### Data records
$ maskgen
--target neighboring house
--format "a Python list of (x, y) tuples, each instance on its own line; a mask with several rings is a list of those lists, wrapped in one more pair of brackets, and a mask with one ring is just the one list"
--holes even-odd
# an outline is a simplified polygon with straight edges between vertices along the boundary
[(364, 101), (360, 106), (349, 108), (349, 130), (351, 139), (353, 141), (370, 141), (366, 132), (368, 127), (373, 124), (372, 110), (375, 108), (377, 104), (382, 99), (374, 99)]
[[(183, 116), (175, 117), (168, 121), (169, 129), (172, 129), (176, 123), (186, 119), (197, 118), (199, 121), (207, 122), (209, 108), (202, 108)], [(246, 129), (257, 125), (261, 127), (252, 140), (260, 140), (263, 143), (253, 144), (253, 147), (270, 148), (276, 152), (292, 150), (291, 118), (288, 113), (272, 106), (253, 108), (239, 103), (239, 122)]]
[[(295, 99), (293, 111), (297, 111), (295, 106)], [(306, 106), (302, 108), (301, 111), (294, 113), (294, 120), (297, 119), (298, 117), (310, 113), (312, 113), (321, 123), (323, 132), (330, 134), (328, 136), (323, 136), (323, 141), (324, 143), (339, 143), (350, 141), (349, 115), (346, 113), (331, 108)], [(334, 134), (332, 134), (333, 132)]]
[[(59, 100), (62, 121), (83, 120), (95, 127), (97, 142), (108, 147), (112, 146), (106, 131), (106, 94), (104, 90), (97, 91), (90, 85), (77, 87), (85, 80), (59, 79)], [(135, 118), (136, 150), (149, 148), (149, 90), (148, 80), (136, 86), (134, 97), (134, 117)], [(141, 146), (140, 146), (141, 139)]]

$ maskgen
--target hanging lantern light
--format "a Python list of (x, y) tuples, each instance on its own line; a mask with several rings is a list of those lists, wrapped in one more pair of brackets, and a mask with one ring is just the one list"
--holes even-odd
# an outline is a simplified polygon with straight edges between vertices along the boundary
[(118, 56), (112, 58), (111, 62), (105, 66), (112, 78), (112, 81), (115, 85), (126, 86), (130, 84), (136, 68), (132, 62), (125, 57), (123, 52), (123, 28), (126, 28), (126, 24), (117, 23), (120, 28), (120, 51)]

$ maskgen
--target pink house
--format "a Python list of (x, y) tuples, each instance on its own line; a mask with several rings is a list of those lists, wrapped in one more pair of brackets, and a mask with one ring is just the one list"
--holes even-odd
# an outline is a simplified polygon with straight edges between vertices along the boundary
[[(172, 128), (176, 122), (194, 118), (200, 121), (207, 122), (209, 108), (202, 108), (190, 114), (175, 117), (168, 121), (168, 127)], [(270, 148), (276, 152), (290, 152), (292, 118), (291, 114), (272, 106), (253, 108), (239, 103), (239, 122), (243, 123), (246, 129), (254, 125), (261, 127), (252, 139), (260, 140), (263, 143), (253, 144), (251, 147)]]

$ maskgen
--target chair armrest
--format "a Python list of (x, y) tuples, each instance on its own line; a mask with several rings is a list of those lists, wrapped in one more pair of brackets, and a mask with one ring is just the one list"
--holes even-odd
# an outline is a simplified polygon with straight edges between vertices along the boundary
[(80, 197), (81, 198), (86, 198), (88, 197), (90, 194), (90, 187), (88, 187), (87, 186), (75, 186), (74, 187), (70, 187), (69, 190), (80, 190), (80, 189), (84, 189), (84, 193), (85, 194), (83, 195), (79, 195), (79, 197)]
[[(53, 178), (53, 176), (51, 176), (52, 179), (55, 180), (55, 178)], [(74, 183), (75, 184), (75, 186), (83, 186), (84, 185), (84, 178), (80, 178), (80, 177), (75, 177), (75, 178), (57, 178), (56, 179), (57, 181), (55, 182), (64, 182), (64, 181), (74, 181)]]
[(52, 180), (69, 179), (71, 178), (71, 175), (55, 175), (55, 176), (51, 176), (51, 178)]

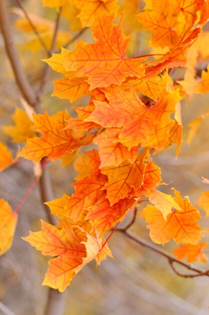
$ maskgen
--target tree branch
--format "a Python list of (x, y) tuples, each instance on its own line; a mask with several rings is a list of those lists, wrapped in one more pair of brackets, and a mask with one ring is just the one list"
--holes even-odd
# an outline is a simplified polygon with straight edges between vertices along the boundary
[[(185, 262), (178, 260), (175, 257), (175, 256), (169, 254), (169, 253), (167, 253), (167, 252), (165, 252), (165, 251), (162, 250), (161, 248), (157, 247), (155, 245), (154, 245), (154, 244), (152, 244), (151, 243), (147, 242), (145, 240), (143, 240), (142, 239), (139, 238), (137, 235), (133, 234), (133, 233), (131, 232), (131, 231), (128, 229), (124, 230), (124, 229), (117, 229), (116, 230), (118, 230), (119, 232), (123, 233), (123, 234), (124, 234), (127, 238), (130, 239), (131, 240), (132, 240), (133, 241), (138, 243), (138, 244), (140, 244), (142, 246), (146, 247), (146, 248), (148, 248), (149, 249), (151, 250), (152, 251), (153, 251), (154, 252), (155, 252), (159, 255), (161, 255), (161, 256), (163, 256), (167, 258), (173, 271), (179, 276), (181, 276), (182, 277), (184, 277), (186, 278), (193, 278), (194, 277), (198, 277), (203, 275), (207, 276), (208, 277), (209, 276), (209, 270), (204, 270), (203, 269), (197, 268), (195, 266), (191, 264), (188, 264)], [(194, 271), (196, 273), (194, 274), (188, 274), (185, 275), (183, 274), (181, 274), (179, 272), (177, 272), (175, 268), (173, 267), (174, 263), (176, 263), (177, 264), (178, 264), (178, 265), (180, 265), (181, 266), (184, 267), (186, 269), (189, 269), (189, 270), (192, 270), (192, 271)]]
[(43, 40), (43, 38), (41, 37), (41, 35), (40, 33), (39, 33), (39, 31), (37, 30), (37, 29), (36, 28), (36, 26), (34, 24), (32, 20), (31, 20), (31, 18), (30, 17), (30, 16), (29, 15), (29, 14), (28, 14), (28, 12), (25, 10), (25, 8), (24, 8), (24, 7), (22, 3), (21, 0), (16, 0), (16, 2), (17, 2), (18, 5), (19, 6), (19, 7), (20, 8), (20, 9), (23, 11), (26, 19), (28, 20), (28, 23), (31, 25), (32, 28), (33, 29), (33, 31), (34, 32), (34, 33), (36, 35), (38, 39), (39, 40), (39, 41), (40, 41), (40, 42), (41, 43), (41, 45), (42, 46), (42, 47), (43, 47), (43, 49), (44, 49), (44, 50), (45, 51), (47, 55), (48, 55), (48, 57), (50, 57), (50, 55), (51, 55), (50, 51), (49, 50), (49, 49), (47, 47), (47, 46), (46, 45), (46, 44), (45, 44), (44, 41)]
[[(60, 11), (57, 15), (57, 20), (55, 23), (55, 30), (54, 32), (54, 35), (53, 35), (53, 37), (52, 39), (51, 46), (50, 51), (50, 56), (52, 55), (52, 54), (53, 52), (55, 47), (56, 40), (57, 38), (57, 35), (58, 33), (59, 26), (60, 25), (60, 18), (61, 16), (61, 12), (62, 12), (62, 7), (60, 7)], [(50, 67), (49, 66), (48, 64), (46, 64), (45, 67), (44, 68), (44, 74), (42, 77), (42, 79), (41, 80), (40, 85), (39, 86), (39, 99), (40, 98), (41, 95), (44, 91), (44, 89), (47, 82), (50, 72), (51, 72)]]
[(13, 40), (6, 0), (0, 1), (0, 25), (6, 50), (20, 90), (27, 103), (35, 107), (37, 97), (25, 73)]
[[(60, 14), (58, 14), (54, 35), (52, 43), (53, 49), (56, 43), (56, 39), (59, 27)], [(12, 37), (10, 20), (6, 0), (0, 1), (0, 24), (2, 34), (5, 40), (5, 46), (8, 58), (12, 64), (15, 76), (20, 90), (26, 101), (34, 107), (37, 112), (40, 111), (40, 98), (38, 98), (24, 72), (20, 62), (16, 47)], [(40, 89), (41, 92), (42, 89)], [(39, 93), (40, 95), (40, 92)], [(43, 166), (42, 166), (43, 167)], [(52, 188), (48, 170), (43, 167), (43, 174), (40, 179), (41, 194), (42, 201), (44, 203), (54, 199)], [(50, 221), (54, 224), (52, 216), (50, 215), (48, 207), (45, 205), (45, 209)], [(55, 223), (56, 224), (56, 223)], [(45, 315), (61, 315), (63, 312), (65, 296), (67, 294), (60, 293), (58, 290), (50, 288)]]
[(84, 32), (86, 31), (86, 30), (88, 29), (88, 27), (84, 27), (84, 28), (82, 29), (78, 34), (77, 34), (73, 38), (71, 38), (68, 42), (67, 42), (64, 46), (64, 48), (67, 48), (68, 46), (73, 43), (77, 38), (79, 38), (80, 36)]

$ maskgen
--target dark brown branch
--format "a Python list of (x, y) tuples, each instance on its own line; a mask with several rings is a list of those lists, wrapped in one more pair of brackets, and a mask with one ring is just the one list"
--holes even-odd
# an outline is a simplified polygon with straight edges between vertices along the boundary
[(63, 313), (67, 290), (60, 293), (58, 290), (50, 288), (48, 300), (44, 315), (61, 315)]
[(137, 210), (138, 210), (137, 207), (134, 207), (133, 217), (131, 220), (130, 221), (130, 222), (128, 224), (127, 224), (127, 225), (125, 226), (125, 227), (119, 227), (117, 229), (117, 230), (118, 230), (118, 231), (120, 230), (121, 232), (124, 232), (124, 231), (125, 231), (126, 230), (127, 230), (128, 228), (129, 228), (130, 226), (131, 226), (131, 225), (132, 225), (134, 224), (134, 223), (135, 222), (136, 220), (136, 214), (137, 213)]
[[(52, 47), (56, 42), (60, 18), (57, 19), (57, 25), (52, 41)], [(5, 39), (6, 49), (8, 58), (13, 67), (15, 76), (21, 92), (27, 103), (33, 106), (37, 112), (40, 111), (39, 98), (37, 98), (34, 91), (26, 76), (20, 62), (19, 56), (13, 41), (10, 28), (10, 20), (6, 0), (0, 1), (0, 23), (3, 37)], [(43, 168), (43, 173), (40, 180), (40, 189), (42, 201), (54, 199), (51, 181), (47, 169)], [(45, 205), (50, 221), (54, 224), (55, 218), (50, 215), (49, 209)], [(55, 223), (56, 224), (56, 223)], [(63, 312), (66, 293), (61, 294), (58, 290), (50, 288), (45, 315), (62, 315)]]
[(34, 107), (37, 97), (25, 73), (13, 40), (6, 0), (0, 1), (0, 25), (7, 54), (20, 90), (27, 103)]
[(45, 204), (45, 202), (51, 201), (54, 199), (52, 182), (49, 171), (47, 167), (44, 166), (45, 161), (46, 158), (45, 158), (41, 161), (43, 173), (39, 180), (40, 193), (42, 201), (44, 203), (46, 212), (47, 214), (48, 221), (53, 225), (56, 225), (58, 223), (56, 217), (54, 215), (52, 215), (50, 208), (46, 204)]
[(205, 270), (202, 272), (199, 272), (197, 274), (184, 274), (181, 273), (177, 270), (176, 268), (174, 266), (174, 263), (175, 262), (173, 260), (171, 260), (169, 262), (169, 264), (171, 266), (171, 268), (173, 271), (176, 273), (178, 276), (180, 276), (180, 277), (183, 277), (184, 278), (194, 278), (195, 277), (200, 277), (200, 276), (208, 276), (209, 275), (209, 270)]
[[(165, 251), (162, 250), (161, 248), (157, 247), (155, 245), (154, 245), (154, 244), (152, 244), (149, 243), (148, 242), (147, 242), (145, 240), (143, 240), (142, 239), (139, 238), (137, 235), (133, 234), (132, 232), (131, 232), (131, 231), (130, 231), (128, 229), (123, 230), (122, 229), (121, 230), (121, 229), (116, 229), (116, 231), (118, 230), (118, 231), (121, 232), (121, 233), (123, 233), (127, 238), (128, 238), (129, 239), (130, 239), (131, 240), (132, 240), (133, 241), (138, 243), (138, 244), (140, 244), (142, 246), (148, 248), (149, 249), (151, 250), (152, 251), (153, 251), (154, 252), (155, 252), (156, 253), (157, 253), (159, 255), (161, 255), (161, 256), (163, 256), (166, 258), (167, 258), (167, 259), (168, 261), (168, 262), (171, 265), (171, 267), (173, 270), (174, 269), (173, 269), (173, 265), (172, 264), (173, 264), (173, 263), (176, 263), (177, 264), (178, 264), (178, 265), (183, 266), (186, 269), (189, 269), (189, 270), (192, 270), (192, 271), (194, 271), (196, 273), (196, 274), (194, 274), (194, 275), (190, 275), (190, 274), (187, 275), (186, 277), (187, 278), (197, 277), (197, 276), (203, 276), (203, 275), (209, 276), (209, 271), (204, 270), (203, 269), (196, 267), (195, 266), (194, 266), (193, 265), (192, 265), (191, 264), (188, 264), (188, 263), (186, 263), (185, 262), (183, 262), (180, 260), (178, 260), (175, 257), (175, 256), (169, 254), (169, 253), (167, 253), (167, 252), (165, 252)], [(183, 275), (183, 274), (180, 274), (180, 273), (178, 273), (178, 272), (178, 272), (177, 273), (176, 272), (175, 270), (175, 272), (176, 272), (177, 274), (178, 274), (178, 275), (181, 275), (181, 276), (185, 277), (185, 275)]]
[(37, 29), (36, 28), (36, 27), (35, 26), (35, 25), (34, 24), (32, 20), (31, 20), (31, 18), (30, 17), (30, 16), (29, 15), (29, 14), (28, 14), (27, 12), (25, 10), (25, 8), (24, 8), (24, 7), (22, 3), (21, 0), (16, 0), (16, 2), (17, 2), (18, 5), (19, 6), (19, 7), (21, 8), (21, 9), (23, 11), (26, 19), (28, 20), (28, 23), (31, 25), (32, 28), (33, 29), (33, 31), (34, 32), (34, 33), (36, 35), (38, 39), (39, 40), (39, 42), (40, 42), (41, 45), (42, 46), (43, 49), (45, 51), (47, 55), (48, 55), (48, 57), (50, 57), (50, 55), (51, 55), (50, 51), (48, 49), (46, 45), (46, 44), (45, 44), (44, 41), (43, 40), (43, 38), (42, 38), (42, 36), (41, 36), (41, 35), (40, 34), (40, 33), (39, 33), (39, 32), (37, 30)]

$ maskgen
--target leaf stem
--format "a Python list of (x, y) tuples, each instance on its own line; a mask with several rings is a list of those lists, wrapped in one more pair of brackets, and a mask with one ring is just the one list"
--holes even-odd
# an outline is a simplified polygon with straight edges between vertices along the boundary
[(17, 212), (18, 212), (19, 211), (20, 209), (21, 208), (21, 207), (22, 206), (22, 205), (23, 205), (23, 204), (24, 203), (24, 202), (27, 199), (30, 193), (32, 190), (34, 186), (35, 185), (35, 184), (36, 184), (37, 182), (37, 178), (35, 177), (33, 180), (33, 182), (31, 183), (29, 187), (28, 188), (24, 197), (23, 197), (23, 198), (22, 199), (22, 200), (21, 200), (21, 201), (20, 202), (18, 206), (15, 209), (15, 210), (14, 210), (14, 211), (13, 211), (15, 213), (17, 213)]

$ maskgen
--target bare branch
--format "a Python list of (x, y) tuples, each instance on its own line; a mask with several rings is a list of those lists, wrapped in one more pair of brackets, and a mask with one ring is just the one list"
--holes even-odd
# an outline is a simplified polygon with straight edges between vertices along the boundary
[(64, 311), (67, 290), (62, 293), (50, 288), (45, 315), (61, 315)]
[(35, 107), (37, 97), (25, 73), (13, 40), (6, 0), (0, 1), (0, 25), (8, 58), (20, 90), (27, 102)]
[(46, 167), (45, 158), (44, 158), (42, 160), (41, 165), (43, 173), (39, 180), (41, 199), (44, 205), (49, 222), (51, 224), (56, 225), (57, 224), (57, 219), (54, 215), (52, 215), (49, 207), (46, 204), (45, 204), (45, 202), (51, 201), (54, 199), (52, 182), (48, 170)]
[(60, 8), (60, 10), (57, 15), (57, 20), (55, 23), (55, 30), (54, 31), (53, 37), (52, 41), (52, 44), (50, 49), (50, 55), (52, 55), (52, 53), (53, 52), (55, 48), (55, 45), (57, 41), (57, 35), (58, 34), (58, 30), (59, 27), (60, 26), (60, 18), (61, 17), (61, 12), (62, 12), (62, 7)]
[[(52, 44), (51, 44), (51, 46), (50, 48), (50, 56), (51, 56), (52, 53), (53, 52), (55, 47), (56, 42), (57, 38), (57, 35), (58, 33), (59, 27), (60, 25), (61, 12), (62, 12), (62, 8), (61, 7), (60, 8), (60, 11), (57, 15), (57, 21), (55, 23), (55, 30), (54, 32), (54, 35), (53, 35), (53, 37), (52, 38)], [(48, 64), (46, 64), (44, 68), (44, 74), (42, 77), (42, 79), (41, 80), (40, 85), (39, 86), (39, 98), (40, 98), (41, 94), (43, 93), (44, 91), (44, 89), (49, 78), (50, 72), (51, 72), (50, 67)]]
[(18, 6), (19, 6), (19, 7), (21, 8), (21, 9), (22, 10), (22, 11), (23, 11), (25, 17), (26, 18), (26, 19), (27, 19), (27, 20), (28, 20), (28, 23), (29, 23), (29, 24), (31, 25), (31, 27), (33, 29), (33, 31), (34, 32), (34, 33), (35, 33), (35, 34), (36, 35), (38, 39), (39, 40), (41, 45), (42, 46), (43, 49), (44, 49), (44, 50), (45, 51), (47, 55), (48, 55), (48, 57), (50, 57), (51, 55), (51, 53), (50, 53), (50, 51), (49, 50), (49, 49), (48, 49), (46, 45), (46, 44), (44, 42), (44, 41), (43, 40), (43, 39), (42, 39), (42, 37), (40, 34), (40, 33), (39, 33), (39, 31), (37, 30), (37, 29), (36, 28), (35, 25), (34, 24), (32, 20), (31, 20), (30, 16), (29, 15), (29, 14), (28, 14), (27, 12), (26, 11), (26, 9), (25, 9), (21, 0), (16, 0), (16, 2), (17, 3), (17, 4), (18, 5)]
[[(195, 266), (192, 265), (191, 264), (188, 264), (188, 263), (186, 263), (180, 260), (178, 260), (175, 257), (175, 256), (169, 254), (169, 253), (167, 253), (167, 252), (165, 252), (165, 251), (162, 250), (161, 248), (157, 247), (155, 245), (154, 245), (154, 244), (152, 244), (148, 242), (147, 242), (145, 240), (143, 240), (142, 239), (139, 238), (137, 235), (133, 234), (132, 232), (131, 232), (131, 231), (128, 229), (123, 230), (117, 229), (116, 230), (118, 230), (118, 231), (123, 233), (127, 238), (130, 239), (131, 240), (132, 240), (133, 241), (140, 244), (142, 246), (148, 248), (149, 249), (151, 250), (152, 251), (153, 251), (154, 252), (155, 252), (159, 255), (161, 255), (161, 256), (163, 256), (167, 258), (167, 259), (168, 260), (169, 264), (171, 265), (173, 270), (174, 270), (174, 268), (173, 265), (172, 264), (173, 264), (173, 263), (175, 262), (178, 264), (178, 265), (183, 266), (183, 267), (187, 269), (189, 269), (189, 270), (192, 270), (192, 271), (194, 271), (195, 272), (197, 273), (196, 274), (192, 275), (192, 275), (187, 275), (187, 276), (186, 276), (186, 277), (191, 278), (203, 275), (209, 276), (208, 270), (204, 270), (203, 269), (196, 267)], [(180, 273), (178, 273), (178, 272), (176, 272), (176, 271), (175, 270), (175, 272), (177, 273), (177, 274), (178, 274), (178, 275), (185, 277), (185, 275), (181, 274)]]
[(208, 276), (209, 275), (209, 270), (205, 270), (204, 271), (202, 271), (202, 272), (199, 272), (197, 274), (184, 274), (179, 272), (177, 270), (176, 268), (174, 266), (174, 263), (176, 262), (174, 262), (172, 260), (170, 260), (169, 261), (169, 263), (171, 266), (171, 268), (173, 271), (176, 273), (178, 276), (180, 276), (180, 277), (183, 277), (184, 278), (194, 278), (195, 277), (200, 277), (200, 276)]
[(80, 36), (84, 32), (86, 31), (89, 28), (88, 27), (84, 27), (84, 28), (82, 29), (81, 31), (80, 31), (78, 34), (77, 34), (73, 38), (71, 38), (68, 42), (67, 42), (64, 46), (64, 48), (67, 48), (68, 46), (73, 43), (77, 38), (79, 38)]
[(131, 225), (132, 225), (135, 222), (136, 218), (136, 214), (137, 213), (137, 207), (134, 207), (134, 212), (133, 217), (131, 219), (131, 221), (125, 227), (121, 227), (117, 229), (117, 230), (120, 230), (121, 231), (125, 231), (128, 229)]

### REQUIRED WORK
Format everything from the start of the entries down through the line containing "146), (141, 139)]]" as a Markdown table with the columns Row and Line. Give each line's number in Row and its text in Line, and skip any blank lines.

### OUTPUT OF THE EXERCISE
| Row | Line |
|---|---|
| 1 | $ maskgen |
| 2 | --target neighboring house |
| 3 | --format "a Python list of (x, y) tuples, each instance on its own line; a mask with several rings is a list of those lists, wrapped in one more pair of brackets, and a mask with one ring is just the one list" |
| 4 | --holes even-odd |
| 5 | # an outline is a simplified polygon with straight edges between vertices along the boundary |
| 6 | [(364, 101), (360, 106), (349, 108), (349, 130), (351, 139), (353, 141), (370, 141), (366, 132), (368, 127), (373, 124), (372, 110), (375, 108), (377, 104), (382, 99), (374, 99)] |
| 7 | [[(183, 116), (175, 117), (168, 121), (169, 129), (172, 129), (176, 123), (186, 119), (197, 118), (199, 121), (207, 122), (209, 108), (202, 108)], [(246, 129), (257, 125), (261, 127), (252, 140), (260, 140), (263, 143), (253, 144), (253, 147), (270, 148), (276, 152), (292, 150), (291, 118), (288, 113), (272, 106), (253, 108), (239, 103), (239, 122)]] |
| 8 | [[(295, 99), (293, 111), (297, 111), (295, 106)], [(306, 106), (302, 108), (301, 111), (294, 113), (294, 120), (297, 119), (298, 117), (310, 113), (312, 113), (321, 123), (323, 132), (330, 134), (328, 136), (323, 136), (323, 141), (324, 143), (339, 143), (350, 141), (349, 115), (346, 113), (331, 108)], [(334, 134), (332, 134), (333, 132)]] |
| 9 | [[(59, 100), (62, 121), (83, 120), (95, 127), (97, 142), (108, 147), (112, 146), (106, 131), (106, 94), (104, 90), (97, 91), (90, 85), (77, 87), (85, 80), (59, 79)], [(135, 118), (136, 150), (149, 148), (149, 90), (148, 80), (136, 86), (134, 97), (134, 117)], [(141, 146), (140, 146), (141, 139)]] |